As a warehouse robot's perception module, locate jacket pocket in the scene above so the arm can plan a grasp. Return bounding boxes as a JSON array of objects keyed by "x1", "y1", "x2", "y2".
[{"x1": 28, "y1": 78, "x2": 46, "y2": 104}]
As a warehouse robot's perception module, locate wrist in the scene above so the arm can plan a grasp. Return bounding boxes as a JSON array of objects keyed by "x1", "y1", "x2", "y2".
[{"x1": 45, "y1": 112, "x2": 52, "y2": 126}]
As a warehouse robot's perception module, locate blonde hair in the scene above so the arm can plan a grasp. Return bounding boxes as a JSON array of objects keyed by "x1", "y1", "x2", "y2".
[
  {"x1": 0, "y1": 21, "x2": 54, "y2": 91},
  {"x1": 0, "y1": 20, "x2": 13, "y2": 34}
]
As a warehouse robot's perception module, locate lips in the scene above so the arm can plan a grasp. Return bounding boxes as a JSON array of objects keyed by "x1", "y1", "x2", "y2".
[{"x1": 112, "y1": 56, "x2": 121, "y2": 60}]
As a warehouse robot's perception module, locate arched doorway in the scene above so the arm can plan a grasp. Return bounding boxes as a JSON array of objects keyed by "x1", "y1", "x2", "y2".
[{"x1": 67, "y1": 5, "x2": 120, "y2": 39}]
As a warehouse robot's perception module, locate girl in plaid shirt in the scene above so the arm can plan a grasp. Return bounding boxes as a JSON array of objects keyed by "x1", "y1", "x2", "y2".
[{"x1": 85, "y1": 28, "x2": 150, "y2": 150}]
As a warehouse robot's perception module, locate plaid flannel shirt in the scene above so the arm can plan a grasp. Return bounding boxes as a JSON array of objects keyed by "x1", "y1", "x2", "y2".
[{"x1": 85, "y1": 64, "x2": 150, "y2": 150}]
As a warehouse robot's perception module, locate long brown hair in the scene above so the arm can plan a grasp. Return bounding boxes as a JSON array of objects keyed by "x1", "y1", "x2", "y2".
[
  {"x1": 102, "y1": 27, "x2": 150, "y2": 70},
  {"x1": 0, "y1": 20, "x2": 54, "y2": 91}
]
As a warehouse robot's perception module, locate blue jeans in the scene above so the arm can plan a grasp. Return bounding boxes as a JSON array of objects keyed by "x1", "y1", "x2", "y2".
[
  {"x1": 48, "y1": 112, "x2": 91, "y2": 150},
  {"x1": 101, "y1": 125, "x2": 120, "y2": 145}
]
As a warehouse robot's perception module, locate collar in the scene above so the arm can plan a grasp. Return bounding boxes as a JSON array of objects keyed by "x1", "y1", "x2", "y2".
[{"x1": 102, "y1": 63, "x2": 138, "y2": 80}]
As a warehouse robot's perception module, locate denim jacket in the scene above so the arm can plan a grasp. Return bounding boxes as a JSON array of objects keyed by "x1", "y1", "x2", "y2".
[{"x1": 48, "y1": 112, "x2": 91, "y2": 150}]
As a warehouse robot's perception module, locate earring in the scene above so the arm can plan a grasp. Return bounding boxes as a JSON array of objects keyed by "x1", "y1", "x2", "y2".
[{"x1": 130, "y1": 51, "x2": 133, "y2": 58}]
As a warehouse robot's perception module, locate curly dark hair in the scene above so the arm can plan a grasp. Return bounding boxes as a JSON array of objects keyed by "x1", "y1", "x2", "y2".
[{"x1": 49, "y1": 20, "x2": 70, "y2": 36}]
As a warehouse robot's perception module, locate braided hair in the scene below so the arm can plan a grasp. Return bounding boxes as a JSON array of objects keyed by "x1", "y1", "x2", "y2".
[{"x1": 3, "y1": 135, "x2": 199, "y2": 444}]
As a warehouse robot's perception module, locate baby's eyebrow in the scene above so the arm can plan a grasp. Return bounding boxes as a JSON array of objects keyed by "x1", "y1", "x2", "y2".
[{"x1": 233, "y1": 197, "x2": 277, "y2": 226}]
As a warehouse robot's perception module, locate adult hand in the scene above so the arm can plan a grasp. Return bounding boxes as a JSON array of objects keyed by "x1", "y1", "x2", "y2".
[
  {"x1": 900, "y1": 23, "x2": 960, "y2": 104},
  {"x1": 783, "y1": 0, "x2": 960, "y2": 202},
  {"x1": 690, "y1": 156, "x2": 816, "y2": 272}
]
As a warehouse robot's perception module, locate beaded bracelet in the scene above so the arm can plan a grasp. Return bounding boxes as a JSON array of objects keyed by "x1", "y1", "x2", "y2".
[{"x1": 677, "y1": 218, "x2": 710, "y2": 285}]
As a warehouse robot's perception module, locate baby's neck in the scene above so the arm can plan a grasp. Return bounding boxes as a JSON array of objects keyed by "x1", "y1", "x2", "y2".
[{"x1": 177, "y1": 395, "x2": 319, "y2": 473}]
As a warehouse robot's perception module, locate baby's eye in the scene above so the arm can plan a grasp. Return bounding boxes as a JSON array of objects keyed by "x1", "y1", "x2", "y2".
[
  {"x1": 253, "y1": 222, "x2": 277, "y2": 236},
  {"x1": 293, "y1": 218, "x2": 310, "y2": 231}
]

..........

**AUFGABENSTELLUNG**
Ermittle die Anzahl der Zeilen in den obigen Einträgen, die die Zeichenfolge „jacket“ enthalten; Groß- und Kleinschreibung ist dabei zu beachten. Gib ausschließlich die Zahl aus.

**ANTWORT**
2